Given instruction A
In the scorpion ID thread, turn the paragraph beginning "If you want more info on what species are around" into a short bulleted list that keeps its main facts.
Given instruction B
Reproduce the scorpion ID thread word for word, starting with "http://www.angelfire.com/tx4/scorpiones/" and going on through "though, thank you.".
Given instruction C
According to the scorpion ID thread, at roughly what elevation does the person asking for the ID live?

Text shown

_ _ _ _

# CA scorpion ID



## Habanero (Aug 19, 2010)

Hi there! I know you guys probably get tired of random people jumping in your forum for scorpion IDs, but after searching the web for hours on end trying to identify this guy I'm stumped. I live in the foothills of California, Sonora to be exact (tuolumne county). I find these guys in my home, in the leaves outside my home, and under my door mat (they love the door mat). 

Here's a picture of one I found the day before yesterday:







The most I've been able to find is a few sites saying "this is a small brown scorpion." Oh really? I never would have guessed! I need to know more about their living habits, what they're trying to find to eat in my home, and most importantly: how venomous is their sting. I have two children in my home under the age of 3. 

Thanks for the help guys, I really appreciate it!

-Taryn


----------



## snappleWhiteTea (Aug 19, 2010)

that looks similar to species we have here that inhabit mountains, 4000 + feet?

could be Pseudouroctonus andreas, Uroctonites giulianii, Uroctonites montereus, or Uroctonus mordax..these are my guesses I'm bad at Ids.

if you plan to keep it,, keep in in conditions similar to how  uroctonus mordax should be kept. heres a caresheet:
http://theinverts.com/uroctonusmordaxcare.html
i might keep it a little dryer though.

oh yeah, there aren't dangerous to you either, you know unless you are allergic.


----------



## Nomadinexile (Aug 19, 2010)

P. andreas isn't know to range that far north snap.   

I think P. iviei    is a better probability.   


Caveat:    This is not an I.D. but a guess.   I'm not really an expert.   

But if you want the big guns to come out and give you a positive I.D., you will probably need better pictures.    Much more detailed and closer.   

Good luck.   It's a pretty scorpion whatever it is!   


If you want more info on what species are around, you should check out Kari's scorpion pages.   They have state lists, and if you click on any of the four family (?) lists, each species will have known ranges by county.    There is a nice pic of P. iviei there too if you are interested.   It's a great website.  

http://www.angelfire.com/tx4/scorpiones/


----------



## Habanero (Aug 19, 2010)

Thanks for the help guys, I'll look up those species. Yes, I'm at about 4000 feet. I'm finding that my town is sort of a grey area for critters, everything I look up either doesn't exist or isn't supposed to be in California. 

I definitely didn't keep this guy, he got tossed back into the yard. It's good to know that he won't cause serious harm though, thank you.


----------



## snappleWhiteTea (Aug 19, 2010)

heres a scorpion from the genus uroctonites, it look spretty similar to that
http://www.flickr.com/photos/ffffrank/4890430320/


----------

_ _ _ _

Excerpted records
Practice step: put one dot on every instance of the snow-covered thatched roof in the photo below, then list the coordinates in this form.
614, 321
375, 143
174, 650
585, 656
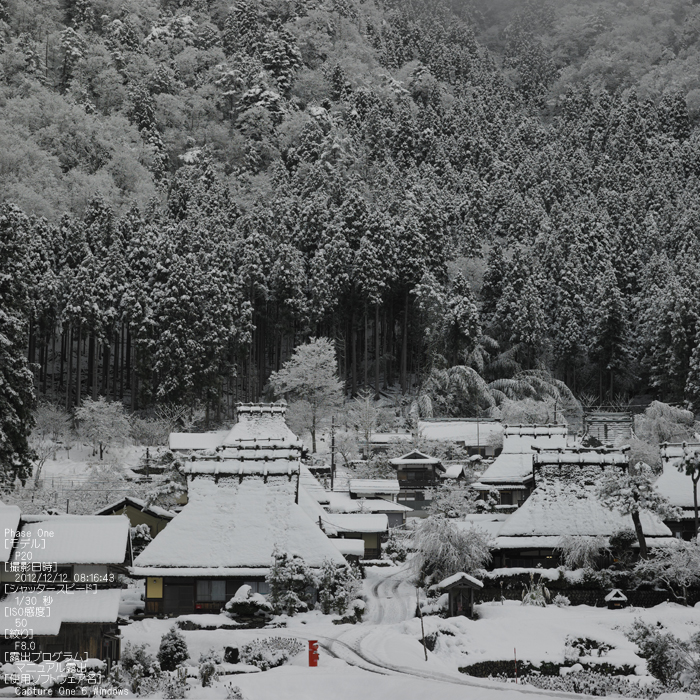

_ _ _ _

Task output A
- Kari's scorpion pages are recommended for information on which species are around.
- The site has state lists.
- Clicking any of the four family lists shows each species' known ranges by county.
- The site has a nice picture of P. iviei.
- It is described as a great website.

Task output B
http://www.angelfire.com/tx4/scorpiones/


----------



## Habanero (Aug 19, 2010)

Thanks for the help guys, I'll look up those species. Yes, I'm at about 4000 feet. I'm finding that my town is sort of a grey area for critters, everything I look up either doesn't exist or isn't supposed to be in California. 

I definitely didn't keep this guy, he got tossed back into the yard. It's good to know that he won't cause serious harm though, thank you.

Task output C
About 4000 feet.